- _AUFGABENSTELLUNG_:
Mach aus allem in der Auflistung von der Zeile mit „Given this scan, please locate the gray plumage“ bis hinunter zur Zeile mit „[27,111,181,190]“ eine nummerierte Liste ohne Leerzeilen, beide Zeilen eingeschlossen.

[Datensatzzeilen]
#####

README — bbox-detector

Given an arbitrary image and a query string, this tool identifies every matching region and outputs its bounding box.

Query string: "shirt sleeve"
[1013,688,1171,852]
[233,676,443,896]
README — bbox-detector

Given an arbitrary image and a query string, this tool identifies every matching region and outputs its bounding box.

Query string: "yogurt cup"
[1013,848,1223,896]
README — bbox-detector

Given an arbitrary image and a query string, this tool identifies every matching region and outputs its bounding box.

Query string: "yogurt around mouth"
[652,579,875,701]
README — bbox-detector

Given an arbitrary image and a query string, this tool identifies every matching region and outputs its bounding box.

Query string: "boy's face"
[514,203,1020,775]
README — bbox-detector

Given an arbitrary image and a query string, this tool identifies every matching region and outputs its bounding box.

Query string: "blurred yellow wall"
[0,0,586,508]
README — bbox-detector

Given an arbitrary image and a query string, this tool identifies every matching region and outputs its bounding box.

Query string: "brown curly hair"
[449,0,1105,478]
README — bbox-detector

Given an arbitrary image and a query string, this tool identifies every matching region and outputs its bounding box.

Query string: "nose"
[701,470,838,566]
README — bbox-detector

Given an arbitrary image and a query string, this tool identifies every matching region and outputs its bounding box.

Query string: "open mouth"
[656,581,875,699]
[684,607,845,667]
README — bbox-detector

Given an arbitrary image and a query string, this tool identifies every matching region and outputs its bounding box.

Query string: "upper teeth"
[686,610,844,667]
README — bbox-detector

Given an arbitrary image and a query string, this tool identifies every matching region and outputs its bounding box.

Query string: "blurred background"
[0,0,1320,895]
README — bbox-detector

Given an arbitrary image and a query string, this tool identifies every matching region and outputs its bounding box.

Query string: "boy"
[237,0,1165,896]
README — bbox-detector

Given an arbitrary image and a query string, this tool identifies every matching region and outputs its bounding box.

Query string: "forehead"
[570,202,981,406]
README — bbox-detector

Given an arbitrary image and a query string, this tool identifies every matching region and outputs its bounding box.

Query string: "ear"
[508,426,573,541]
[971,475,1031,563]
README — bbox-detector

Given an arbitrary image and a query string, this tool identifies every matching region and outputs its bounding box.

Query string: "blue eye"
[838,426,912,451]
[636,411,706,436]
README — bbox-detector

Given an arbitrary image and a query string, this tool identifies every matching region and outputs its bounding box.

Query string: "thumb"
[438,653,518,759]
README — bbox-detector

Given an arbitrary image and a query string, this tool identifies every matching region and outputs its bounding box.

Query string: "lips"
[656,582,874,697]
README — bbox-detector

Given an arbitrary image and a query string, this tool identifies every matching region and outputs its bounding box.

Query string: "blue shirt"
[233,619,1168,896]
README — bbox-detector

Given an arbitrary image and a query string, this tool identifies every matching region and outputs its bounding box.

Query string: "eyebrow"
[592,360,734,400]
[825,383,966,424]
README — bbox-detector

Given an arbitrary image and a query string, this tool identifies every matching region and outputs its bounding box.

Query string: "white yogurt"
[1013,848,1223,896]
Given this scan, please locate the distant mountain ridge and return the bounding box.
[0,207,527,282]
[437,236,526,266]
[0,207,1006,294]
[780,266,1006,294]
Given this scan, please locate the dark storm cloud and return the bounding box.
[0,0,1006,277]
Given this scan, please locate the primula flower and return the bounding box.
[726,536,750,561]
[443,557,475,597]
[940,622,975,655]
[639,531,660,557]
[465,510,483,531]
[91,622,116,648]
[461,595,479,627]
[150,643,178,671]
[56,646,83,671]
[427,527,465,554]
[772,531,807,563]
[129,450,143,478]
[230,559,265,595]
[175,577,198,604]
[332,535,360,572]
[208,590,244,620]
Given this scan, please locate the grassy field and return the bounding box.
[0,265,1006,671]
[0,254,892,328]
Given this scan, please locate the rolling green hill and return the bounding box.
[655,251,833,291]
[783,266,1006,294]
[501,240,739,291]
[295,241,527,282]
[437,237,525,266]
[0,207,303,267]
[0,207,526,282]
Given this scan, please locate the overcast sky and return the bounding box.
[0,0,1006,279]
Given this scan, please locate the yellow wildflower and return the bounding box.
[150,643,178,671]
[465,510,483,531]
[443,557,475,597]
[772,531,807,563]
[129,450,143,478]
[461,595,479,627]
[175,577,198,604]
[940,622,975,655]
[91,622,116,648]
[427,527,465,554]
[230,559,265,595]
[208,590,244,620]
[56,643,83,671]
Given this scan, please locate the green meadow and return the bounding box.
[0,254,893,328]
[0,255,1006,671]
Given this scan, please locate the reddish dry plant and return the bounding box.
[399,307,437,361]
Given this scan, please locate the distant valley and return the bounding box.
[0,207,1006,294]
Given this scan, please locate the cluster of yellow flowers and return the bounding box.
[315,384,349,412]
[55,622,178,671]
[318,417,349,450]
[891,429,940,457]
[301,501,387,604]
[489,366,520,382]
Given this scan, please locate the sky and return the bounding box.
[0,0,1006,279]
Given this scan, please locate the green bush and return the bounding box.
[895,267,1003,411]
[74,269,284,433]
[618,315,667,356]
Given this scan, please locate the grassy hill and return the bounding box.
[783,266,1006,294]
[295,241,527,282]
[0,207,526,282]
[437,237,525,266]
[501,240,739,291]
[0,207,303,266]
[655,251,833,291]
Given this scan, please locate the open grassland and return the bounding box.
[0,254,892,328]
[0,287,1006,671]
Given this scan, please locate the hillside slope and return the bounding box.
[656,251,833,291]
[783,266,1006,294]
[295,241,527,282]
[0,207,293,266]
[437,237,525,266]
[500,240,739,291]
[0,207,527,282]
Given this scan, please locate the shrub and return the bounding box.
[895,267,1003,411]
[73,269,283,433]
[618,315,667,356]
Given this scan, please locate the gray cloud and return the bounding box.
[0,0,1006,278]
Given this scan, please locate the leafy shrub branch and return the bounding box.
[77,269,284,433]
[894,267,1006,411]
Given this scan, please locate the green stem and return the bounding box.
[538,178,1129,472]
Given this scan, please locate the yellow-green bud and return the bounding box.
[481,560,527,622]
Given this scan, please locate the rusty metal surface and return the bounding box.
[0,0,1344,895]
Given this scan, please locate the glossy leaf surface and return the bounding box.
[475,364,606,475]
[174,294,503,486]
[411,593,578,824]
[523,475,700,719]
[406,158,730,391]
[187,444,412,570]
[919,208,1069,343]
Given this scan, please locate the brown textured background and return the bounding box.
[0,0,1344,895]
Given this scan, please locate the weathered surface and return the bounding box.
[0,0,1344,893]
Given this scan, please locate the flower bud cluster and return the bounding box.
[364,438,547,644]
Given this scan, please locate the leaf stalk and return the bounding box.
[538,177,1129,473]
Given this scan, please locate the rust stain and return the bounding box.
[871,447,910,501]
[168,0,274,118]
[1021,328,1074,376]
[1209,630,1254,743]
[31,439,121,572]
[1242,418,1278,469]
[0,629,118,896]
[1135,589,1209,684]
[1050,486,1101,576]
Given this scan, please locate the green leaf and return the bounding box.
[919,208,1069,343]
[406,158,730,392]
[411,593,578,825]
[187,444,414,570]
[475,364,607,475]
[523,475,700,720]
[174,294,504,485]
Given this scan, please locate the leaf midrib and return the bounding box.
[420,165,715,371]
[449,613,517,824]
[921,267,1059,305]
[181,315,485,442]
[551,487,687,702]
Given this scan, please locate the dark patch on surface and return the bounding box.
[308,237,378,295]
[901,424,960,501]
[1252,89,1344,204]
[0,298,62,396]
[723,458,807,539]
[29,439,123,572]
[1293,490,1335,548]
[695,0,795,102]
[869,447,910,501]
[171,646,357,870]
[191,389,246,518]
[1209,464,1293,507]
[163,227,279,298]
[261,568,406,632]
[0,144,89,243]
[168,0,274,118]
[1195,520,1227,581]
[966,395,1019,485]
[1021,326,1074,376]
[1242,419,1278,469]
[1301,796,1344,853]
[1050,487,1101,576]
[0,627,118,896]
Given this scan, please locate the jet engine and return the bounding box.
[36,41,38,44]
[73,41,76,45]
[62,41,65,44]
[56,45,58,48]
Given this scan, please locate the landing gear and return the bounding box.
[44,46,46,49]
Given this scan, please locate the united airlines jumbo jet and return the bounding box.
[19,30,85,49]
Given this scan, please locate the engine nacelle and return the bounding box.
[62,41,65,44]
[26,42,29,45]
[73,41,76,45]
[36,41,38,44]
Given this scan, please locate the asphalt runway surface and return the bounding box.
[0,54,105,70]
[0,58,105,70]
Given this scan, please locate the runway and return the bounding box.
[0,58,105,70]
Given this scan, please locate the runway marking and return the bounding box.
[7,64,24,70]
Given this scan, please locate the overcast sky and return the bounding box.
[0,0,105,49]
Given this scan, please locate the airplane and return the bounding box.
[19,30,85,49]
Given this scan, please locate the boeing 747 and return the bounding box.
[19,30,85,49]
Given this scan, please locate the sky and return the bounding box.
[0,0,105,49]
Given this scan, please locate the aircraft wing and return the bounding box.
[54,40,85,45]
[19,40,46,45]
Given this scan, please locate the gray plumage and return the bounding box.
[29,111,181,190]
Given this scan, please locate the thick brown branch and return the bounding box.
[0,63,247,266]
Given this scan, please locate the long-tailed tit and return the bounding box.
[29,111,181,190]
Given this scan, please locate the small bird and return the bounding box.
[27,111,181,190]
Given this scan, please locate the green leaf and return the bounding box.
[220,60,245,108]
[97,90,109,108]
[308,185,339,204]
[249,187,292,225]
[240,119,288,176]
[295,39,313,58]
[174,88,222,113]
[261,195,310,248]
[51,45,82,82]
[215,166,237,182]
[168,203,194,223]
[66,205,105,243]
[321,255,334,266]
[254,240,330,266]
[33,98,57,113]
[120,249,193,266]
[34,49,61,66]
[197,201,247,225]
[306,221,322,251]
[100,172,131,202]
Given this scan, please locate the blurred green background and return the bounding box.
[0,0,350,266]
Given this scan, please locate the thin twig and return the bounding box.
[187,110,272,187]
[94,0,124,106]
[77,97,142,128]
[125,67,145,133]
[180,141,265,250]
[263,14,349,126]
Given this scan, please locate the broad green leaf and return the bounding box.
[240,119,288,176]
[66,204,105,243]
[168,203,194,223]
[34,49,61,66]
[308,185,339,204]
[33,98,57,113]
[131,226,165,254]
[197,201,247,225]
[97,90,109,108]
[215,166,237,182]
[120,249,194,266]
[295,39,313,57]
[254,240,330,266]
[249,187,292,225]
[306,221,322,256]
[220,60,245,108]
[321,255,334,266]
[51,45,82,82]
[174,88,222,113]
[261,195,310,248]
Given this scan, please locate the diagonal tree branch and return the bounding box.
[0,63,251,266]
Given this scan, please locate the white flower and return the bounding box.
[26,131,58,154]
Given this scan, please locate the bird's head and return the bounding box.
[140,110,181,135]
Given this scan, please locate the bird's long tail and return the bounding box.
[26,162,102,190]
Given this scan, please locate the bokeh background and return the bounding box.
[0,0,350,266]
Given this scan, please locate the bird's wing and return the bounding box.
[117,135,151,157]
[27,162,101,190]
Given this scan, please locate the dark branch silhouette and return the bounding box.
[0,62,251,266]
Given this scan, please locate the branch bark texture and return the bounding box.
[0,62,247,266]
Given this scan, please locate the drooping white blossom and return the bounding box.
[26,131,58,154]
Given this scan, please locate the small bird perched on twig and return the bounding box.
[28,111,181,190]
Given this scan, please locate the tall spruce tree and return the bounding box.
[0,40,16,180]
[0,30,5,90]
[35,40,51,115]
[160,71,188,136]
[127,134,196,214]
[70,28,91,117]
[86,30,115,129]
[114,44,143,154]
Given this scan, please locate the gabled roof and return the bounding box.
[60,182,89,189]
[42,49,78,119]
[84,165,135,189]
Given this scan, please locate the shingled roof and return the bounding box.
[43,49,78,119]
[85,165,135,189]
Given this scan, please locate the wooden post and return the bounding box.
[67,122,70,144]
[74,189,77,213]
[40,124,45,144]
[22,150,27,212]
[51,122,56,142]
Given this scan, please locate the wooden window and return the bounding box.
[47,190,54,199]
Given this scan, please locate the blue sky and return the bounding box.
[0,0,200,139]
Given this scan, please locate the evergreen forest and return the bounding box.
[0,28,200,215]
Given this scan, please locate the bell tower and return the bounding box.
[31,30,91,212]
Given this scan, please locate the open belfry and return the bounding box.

#####

- _ANTWORT_:
1. Given this scan, please locate the gray plumage and return the bounding box.
2. [29,111,181,190]
3. Given this scan, please locate the thick brown branch and return the bounding box.
4. [0,63,247,266]
5. Given this scan, please locate the long-tailed tit and return the bounding box.
6. [29,111,181,190]
7. Given this scan, please locate the small bird and return the bounding box.
8. [27,111,181,190]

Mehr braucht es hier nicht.